**Work order:** Working from the records beneath this line, reproduce each one exactly.

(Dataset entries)
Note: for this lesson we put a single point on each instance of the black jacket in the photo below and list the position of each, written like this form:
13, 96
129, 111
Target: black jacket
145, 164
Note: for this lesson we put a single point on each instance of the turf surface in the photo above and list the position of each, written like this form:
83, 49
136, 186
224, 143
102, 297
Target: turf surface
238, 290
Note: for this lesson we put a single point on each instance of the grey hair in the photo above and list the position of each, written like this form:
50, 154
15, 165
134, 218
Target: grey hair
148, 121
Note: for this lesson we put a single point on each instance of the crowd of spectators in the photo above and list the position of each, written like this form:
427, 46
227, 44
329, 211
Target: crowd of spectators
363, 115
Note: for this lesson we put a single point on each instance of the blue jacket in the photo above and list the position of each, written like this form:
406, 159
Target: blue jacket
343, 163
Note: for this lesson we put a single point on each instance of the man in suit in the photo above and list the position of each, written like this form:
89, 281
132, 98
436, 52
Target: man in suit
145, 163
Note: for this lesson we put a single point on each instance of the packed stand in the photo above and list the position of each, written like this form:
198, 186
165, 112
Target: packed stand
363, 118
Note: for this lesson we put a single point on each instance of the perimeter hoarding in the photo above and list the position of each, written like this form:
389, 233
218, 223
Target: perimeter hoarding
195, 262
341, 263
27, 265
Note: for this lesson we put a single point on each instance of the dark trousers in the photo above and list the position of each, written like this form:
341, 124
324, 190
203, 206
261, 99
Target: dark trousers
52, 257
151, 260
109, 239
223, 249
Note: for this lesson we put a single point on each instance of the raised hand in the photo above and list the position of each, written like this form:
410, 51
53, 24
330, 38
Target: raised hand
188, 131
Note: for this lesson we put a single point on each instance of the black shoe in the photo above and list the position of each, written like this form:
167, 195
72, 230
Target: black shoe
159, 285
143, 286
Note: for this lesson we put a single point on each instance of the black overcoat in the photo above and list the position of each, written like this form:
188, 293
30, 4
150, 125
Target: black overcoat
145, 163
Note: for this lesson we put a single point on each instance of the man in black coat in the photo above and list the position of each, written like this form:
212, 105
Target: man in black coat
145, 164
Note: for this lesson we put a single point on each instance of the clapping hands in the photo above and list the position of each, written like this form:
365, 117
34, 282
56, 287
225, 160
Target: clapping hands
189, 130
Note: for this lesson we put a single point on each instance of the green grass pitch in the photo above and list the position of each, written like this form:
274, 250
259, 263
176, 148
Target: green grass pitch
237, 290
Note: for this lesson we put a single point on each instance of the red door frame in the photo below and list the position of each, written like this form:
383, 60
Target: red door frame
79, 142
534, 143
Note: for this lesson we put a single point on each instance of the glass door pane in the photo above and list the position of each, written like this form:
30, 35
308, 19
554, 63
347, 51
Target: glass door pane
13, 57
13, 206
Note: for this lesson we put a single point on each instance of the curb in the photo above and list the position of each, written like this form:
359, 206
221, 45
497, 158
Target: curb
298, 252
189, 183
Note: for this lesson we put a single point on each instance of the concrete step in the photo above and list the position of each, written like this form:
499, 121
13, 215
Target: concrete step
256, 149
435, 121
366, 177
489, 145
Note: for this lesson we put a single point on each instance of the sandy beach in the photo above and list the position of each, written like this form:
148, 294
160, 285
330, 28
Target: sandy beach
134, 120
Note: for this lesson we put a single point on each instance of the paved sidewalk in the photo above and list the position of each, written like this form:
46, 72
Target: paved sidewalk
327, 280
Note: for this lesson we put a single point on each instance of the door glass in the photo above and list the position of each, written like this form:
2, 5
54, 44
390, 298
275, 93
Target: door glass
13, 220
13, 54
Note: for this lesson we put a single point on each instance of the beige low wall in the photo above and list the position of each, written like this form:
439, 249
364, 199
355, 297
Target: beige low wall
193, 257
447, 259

**Task response:**
Note: for this lesson we put a single point on each instance of the black jacket in the photo below and list the position of each, written like this form:
13, 96
129, 111
Target: black jacket
145, 164
Note: for this lesson we put a single point on each instance of the turf surface in the photo above and list the position of each, written like this form:
83, 49
136, 186
224, 143
102, 297
Target: turf surface
238, 290
Note: for this lesson we put a single point on each instance of the grey hair in the photo above and list the position of each, written like this form:
50, 154
15, 165
134, 218
Target: grey hair
148, 121
Note: for this lesson we put a single point on each instance of the crowd of spectators in the photo above and list the position of each, written like this form:
427, 46
227, 44
329, 211
Target: crowd of spectators
363, 115
Note: for this lesson we put a single point on each instance of the blue jacket in the photo above and list the position of each, written like this form:
406, 159
Target: blue jacket
343, 163
Note: for this lesson we put a single point on each instance of the man in suit in the photo above and list the position of each, written like this form:
89, 281
132, 98
436, 52
Target: man in suit
145, 163
Note: for this lesson we put a single point on each instance of the packed stand in the photo above and list the position of each, written like this form:
198, 186
165, 112
Target: packed stand
363, 118
Note: for this lesson we put a single point on each instance of the perimeter hoarding in the photo above and list the position of each, written like this form:
389, 233
218, 223
Target: perimeter hoarding
195, 262
341, 263
27, 265
Note: for this lesson we put a single point on each instance of the dark trousers in the photo above and list the position of each, written like this form:
341, 124
324, 190
203, 206
261, 99
Target: dark trousers
52, 257
151, 260
109, 239
223, 249
Note: for this lesson we put a single point on each instance of the raised hand in the photo above and list the position of each, written like this form:
410, 51
53, 24
330, 38
Target: raised hand
188, 131
Note: for this lesson we put a single point on each instance of the black shoe in the photo above and list the position of each, written like this form:
167, 195
72, 230
Target: black shoe
159, 285
143, 286
Note: for this lesson we put a single point on each instance of the black overcoat in the photo above and list the position of each, written like this form:
188, 293
30, 4
150, 125
Target: black overcoat
145, 163
Note: for this lesson we put a single point on each instance of the man in black coat in the photo above and list the position of each, written like this form:
212, 105
Target: man in black coat
145, 164
Note: for this lesson we put a single point on each instance of the clapping hands in the photo above and list the position of each, written like this form:
365, 117
34, 282
56, 287
225, 160
Target: clapping hands
189, 130
Note: for this lesson we put a single point on each instance of the green grass pitch in the photo above and list the position of each, written like this form:
274, 250
259, 263
176, 148
Target: green grass pitch
237, 290
Note: for this lesson we put a single point on each instance of the red door frame in the photo below and list the position of each, written like this form:
383, 60
Target: red door frame
79, 142
534, 143
Note: for this lesson we put a single point on each instance of the glass door pane in the photo above and list the position of each, written like this form:
30, 35
308, 19
554, 63
347, 51
Target: glass door pane
13, 57
13, 206
Note: for this lesson we put a single point on each instance of the curb in the photo above and list the position of each, written like this form:
359, 206
221, 45
497, 158
Target: curb
298, 252
189, 183
Note: for this lesson we put a single point on each instance of the concrete step in the photo above and list the position of each, written like this form:
499, 121
13, 215
Target: concrete step
256, 149
435, 121
366, 177
489, 145
Note: for this lesson we put a single point on each instance of the sandy beach in the photo above and list the position of each, written like this form:
148, 294
160, 285
330, 28
Target: sandy beach
134, 120
Note: for this lesson we put a single point on each instance of the paved sidewalk in the photo above and list the position of each, written like this form:
46, 72
Target: paved sidewalk
327, 280
Note: for this lesson we put a single point on each instance of the door glass in the photo above and list the position of each, written like this form:
2, 5
54, 44
390, 298
275, 93
Target: door glass
13, 220
13, 54
Note: for this lesson we put a single point on each instance of the beige low wall in the photo above and list the position of each, written like this form:
439, 249
364, 199
355, 297
Target: beige low wall
193, 257
447, 259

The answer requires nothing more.